## What the task asks
Exact duplicates of all entries are needed.

● ● ● ●

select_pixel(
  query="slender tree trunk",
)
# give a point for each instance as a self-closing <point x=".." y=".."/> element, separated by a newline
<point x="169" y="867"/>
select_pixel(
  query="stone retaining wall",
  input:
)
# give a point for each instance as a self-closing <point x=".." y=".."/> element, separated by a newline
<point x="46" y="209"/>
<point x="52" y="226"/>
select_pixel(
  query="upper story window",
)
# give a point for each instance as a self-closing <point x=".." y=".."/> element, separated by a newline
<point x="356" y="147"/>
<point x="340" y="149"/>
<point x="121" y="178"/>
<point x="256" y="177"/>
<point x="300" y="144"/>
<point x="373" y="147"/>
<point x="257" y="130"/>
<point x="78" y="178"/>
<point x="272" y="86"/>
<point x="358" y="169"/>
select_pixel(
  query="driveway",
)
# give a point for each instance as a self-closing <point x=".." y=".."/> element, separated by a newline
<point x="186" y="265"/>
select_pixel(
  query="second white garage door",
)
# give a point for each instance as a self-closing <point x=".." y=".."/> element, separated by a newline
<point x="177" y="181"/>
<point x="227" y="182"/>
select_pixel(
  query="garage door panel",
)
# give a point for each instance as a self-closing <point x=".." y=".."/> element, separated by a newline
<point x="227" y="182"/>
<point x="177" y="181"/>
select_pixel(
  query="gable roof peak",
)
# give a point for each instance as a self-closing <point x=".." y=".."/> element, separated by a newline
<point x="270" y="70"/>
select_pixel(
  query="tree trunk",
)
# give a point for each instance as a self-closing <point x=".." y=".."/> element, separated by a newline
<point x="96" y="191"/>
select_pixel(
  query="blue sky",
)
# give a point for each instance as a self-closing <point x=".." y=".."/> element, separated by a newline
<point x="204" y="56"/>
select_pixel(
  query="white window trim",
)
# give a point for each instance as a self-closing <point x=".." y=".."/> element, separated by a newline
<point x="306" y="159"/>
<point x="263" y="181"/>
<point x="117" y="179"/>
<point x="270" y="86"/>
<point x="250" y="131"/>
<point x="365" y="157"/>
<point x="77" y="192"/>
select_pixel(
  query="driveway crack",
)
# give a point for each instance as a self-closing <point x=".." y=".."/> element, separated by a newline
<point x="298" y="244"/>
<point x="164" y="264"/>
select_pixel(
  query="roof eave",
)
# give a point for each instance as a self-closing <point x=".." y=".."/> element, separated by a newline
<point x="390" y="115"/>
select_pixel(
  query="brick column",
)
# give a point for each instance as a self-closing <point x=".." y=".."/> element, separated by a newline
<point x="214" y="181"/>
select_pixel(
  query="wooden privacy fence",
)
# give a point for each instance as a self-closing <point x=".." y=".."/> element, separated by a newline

● ● ● ●

## Your response
select_pixel(
  query="slender tree trunk",
)
# give a point for each instance as a self-closing <point x=".." y=".."/> element, separated by a newline
<point x="169" y="867"/>
select_pixel(
  query="stone retaining wall",
  input:
)
# give a point for each instance as a self-closing <point x=".." y=".."/> element, separated by a newline
<point x="46" y="209"/>
<point x="52" y="226"/>
select_pixel(
  query="upper story window",
)
# give a point for each instance as a self-closing <point x=".." y=".."/> element, separated by a newline
<point x="356" y="147"/>
<point x="340" y="149"/>
<point x="121" y="178"/>
<point x="256" y="177"/>
<point x="300" y="144"/>
<point x="373" y="147"/>
<point x="257" y="130"/>
<point x="78" y="178"/>
<point x="272" y="86"/>
<point x="358" y="169"/>
select_pixel(
  query="driveway",
)
# give a point for each instance as a self-closing <point x=".." y=".."/> element, separated by a newline
<point x="186" y="265"/>
select_pixel(
  query="second white garage door",
)
# give a point for each instance as a self-closing <point x=".." y=".."/> element, separated by a newline
<point x="177" y="181"/>
<point x="227" y="182"/>
select_pixel(
  query="garage door panel",
)
# give a point for each instance as a self-closing <point x=".." y=".."/> element, separated by a newline
<point x="227" y="182"/>
<point x="177" y="181"/>
select_pixel(
  query="gable roof peak",
)
# give a point for each instance as a self-closing <point x=".." y=".."/> element, separated by a newline
<point x="270" y="70"/>
select_pixel(
  query="tree trunk",
)
# give a point for each instance as a self-closing <point x=".." y=".."/> element, separated by a newline
<point x="96" y="191"/>
select_pixel(
  query="blue sky",
)
# give a point for each instance as a self-closing <point x=".." y=".."/> element, separated by a newline
<point x="204" y="56"/>
select_pixel(
  query="white window trim",
)
# give a point for each instance as a self-closing <point x=".." y=".."/> element, separated by a newline
<point x="306" y="159"/>
<point x="263" y="181"/>
<point x="117" y="179"/>
<point x="270" y="86"/>
<point x="250" y="131"/>
<point x="365" y="157"/>
<point x="77" y="192"/>
select_pixel(
  query="driveway crack",
)
# give a point for each instance as a self-closing <point x=".." y=".."/> element, separated by a newline
<point x="298" y="244"/>
<point x="164" y="264"/>
select_pixel(
  query="roof eave",
)
# give a point for each instance as a self-closing <point x=".." y=".."/> element, separated by a newline
<point x="390" y="115"/>
select_pixel(
  query="brick column",
)
# give a point for each instance as a self-closing <point x=".." y=".."/> element, separated by a newline
<point x="214" y="181"/>
select_pixel(
  query="wooden privacy fence",
)
# give a point for each instance as a self-closing <point x=".." y=".."/> element, separated by a newline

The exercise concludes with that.